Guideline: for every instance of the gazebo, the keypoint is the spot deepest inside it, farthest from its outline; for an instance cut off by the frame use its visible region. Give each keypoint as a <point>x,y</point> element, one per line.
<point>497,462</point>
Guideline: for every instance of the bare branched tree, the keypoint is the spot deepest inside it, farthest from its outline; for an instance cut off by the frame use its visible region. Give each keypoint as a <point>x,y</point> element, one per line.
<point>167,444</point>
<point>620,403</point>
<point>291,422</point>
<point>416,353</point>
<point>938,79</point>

---*---

- **What is being asked**:
Counting the line that contains "Guideline: for every instance of the bare" as the first, copy exactly every line through the end of the records, and nothing else.

- **Written answer**:
Guideline: for every instance of the bare branched tree, the keypoint is the spot deepest inside it, farthest from its outline; for an instance cut off by the frame use its visible region. Give each keypoint as a <point>x,y</point> element, one per line.
<point>167,444</point>
<point>620,403</point>
<point>291,422</point>
<point>416,353</point>
<point>938,79</point>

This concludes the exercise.